(Recorded data)
>>
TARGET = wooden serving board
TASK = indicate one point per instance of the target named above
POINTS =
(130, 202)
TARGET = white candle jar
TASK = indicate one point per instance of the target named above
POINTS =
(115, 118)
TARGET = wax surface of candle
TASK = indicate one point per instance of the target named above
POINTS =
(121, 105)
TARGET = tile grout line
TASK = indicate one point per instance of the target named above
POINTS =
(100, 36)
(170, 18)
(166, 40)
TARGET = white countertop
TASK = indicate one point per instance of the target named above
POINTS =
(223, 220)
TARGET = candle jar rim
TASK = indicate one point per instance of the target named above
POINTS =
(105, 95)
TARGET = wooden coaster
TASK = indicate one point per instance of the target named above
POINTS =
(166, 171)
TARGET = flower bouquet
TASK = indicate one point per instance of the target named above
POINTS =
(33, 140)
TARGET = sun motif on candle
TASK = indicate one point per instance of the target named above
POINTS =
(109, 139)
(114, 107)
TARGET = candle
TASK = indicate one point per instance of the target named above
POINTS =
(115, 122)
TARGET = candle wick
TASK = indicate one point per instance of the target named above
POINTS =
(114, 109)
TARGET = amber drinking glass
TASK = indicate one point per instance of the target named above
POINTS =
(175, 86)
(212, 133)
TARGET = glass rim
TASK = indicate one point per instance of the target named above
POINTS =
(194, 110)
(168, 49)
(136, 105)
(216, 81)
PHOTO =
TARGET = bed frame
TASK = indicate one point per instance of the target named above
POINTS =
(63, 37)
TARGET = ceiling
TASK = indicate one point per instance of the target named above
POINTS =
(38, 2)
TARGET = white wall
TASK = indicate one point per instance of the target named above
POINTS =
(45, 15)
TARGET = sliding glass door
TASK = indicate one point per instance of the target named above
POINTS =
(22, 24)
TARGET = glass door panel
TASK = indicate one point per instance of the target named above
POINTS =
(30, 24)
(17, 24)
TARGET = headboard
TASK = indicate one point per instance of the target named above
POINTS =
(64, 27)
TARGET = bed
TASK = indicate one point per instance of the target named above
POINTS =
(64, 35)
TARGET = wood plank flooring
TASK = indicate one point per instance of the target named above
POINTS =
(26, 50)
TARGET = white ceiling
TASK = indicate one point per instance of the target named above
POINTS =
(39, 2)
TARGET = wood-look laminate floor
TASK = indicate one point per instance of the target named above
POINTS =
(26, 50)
<<
[Task description]:
Output every line above as a JSON list of strings, one string per line, skipping blank lines.

[Full output]:
[
  "TARGET = wooden serving board",
  "TASK = indicate one point per instance of the target named above",
  "POINTS =",
  "(130, 202)",
  "TARGET = white candle jar",
  "TASK = indicate one point per instance of the target named above",
  "POINTS =",
  "(115, 118)",
  "TARGET = wax surface of candle",
  "TASK = indicate one point per instance of the target named above",
  "POINTS =",
  "(121, 105)",
  "TARGET = tile grout line",
  "TASK = indicate one point per instance of the target named above",
  "POINTS =",
  "(100, 36)",
  "(170, 18)",
  "(166, 40)",
  "TARGET = white countertop",
  "TASK = indicate one point per instance of the target named above",
  "POINTS =",
  "(223, 220)",
  "TARGET = candle jar rim",
  "TASK = indicate one point per instance of the target named above",
  "POINTS =",
  "(105, 95)",
  "TARGET = wooden coaster",
  "TASK = indicate one point per instance of the target named above",
  "POINTS =",
  "(166, 171)",
  "TARGET = flower bouquet",
  "TASK = indicate one point per instance of the target named above",
  "POINTS =",
  "(33, 140)",
  "TARGET = sun motif on candle",
  "TASK = indicate one point per instance of the target named above",
  "POINTS =",
  "(109, 139)",
  "(114, 107)",
  "TARGET = candle",
  "TASK = indicate one point per instance of the target named above",
  "POINTS =",
  "(115, 122)",
  "TARGET = candle wick",
  "TASK = indicate one point per instance of the target named above",
  "POINTS =",
  "(114, 109)",
  "TARGET = amber drinking glass",
  "TASK = indicate one point per instance of the target named above",
  "POINTS =",
  "(175, 86)",
  "(212, 133)",
  "TARGET = glass rim",
  "TASK = indicate one point per instance of the target named above",
  "POINTS =",
  "(194, 110)",
  "(168, 49)",
  "(136, 105)",
  "(216, 81)",
  "PHOTO =",
  "TARGET = bed frame",
  "TASK = indicate one point per instance of the target named above",
  "POINTS =",
  "(63, 37)",
  "TARGET = ceiling",
  "TASK = indicate one point per instance of the target named above",
  "POINTS =",
  "(38, 2)",
  "TARGET = white wall",
  "TASK = indicate one point per instance of the target named above",
  "POINTS =",
  "(45, 15)",
  "TARGET = sliding glass door",
  "TASK = indicate one point per instance of the target named above",
  "POINTS =",
  "(22, 24)",
  "TARGET = glass door panel",
  "TASK = indicate one point per instance of the target named above",
  "POINTS =",
  "(30, 24)",
  "(17, 24)",
  "TARGET = headboard",
  "TASK = indicate one point per instance of the target named above",
  "POINTS =",
  "(64, 27)",
  "TARGET = bed",
  "TASK = indicate one point per instance of the target named above",
  "POINTS =",
  "(64, 35)",
  "TARGET = wood plank flooring",
  "TASK = indicate one point per instance of the target named above",
  "POINTS =",
  "(26, 50)",
  "TARGET = white ceiling",
  "TASK = indicate one point per instance of the target named above",
  "POINTS =",
  "(39, 2)",
  "TARGET = wood-look laminate floor",
  "TASK = indicate one point per instance of the target named above",
  "POINTS =",
  "(26, 50)"
]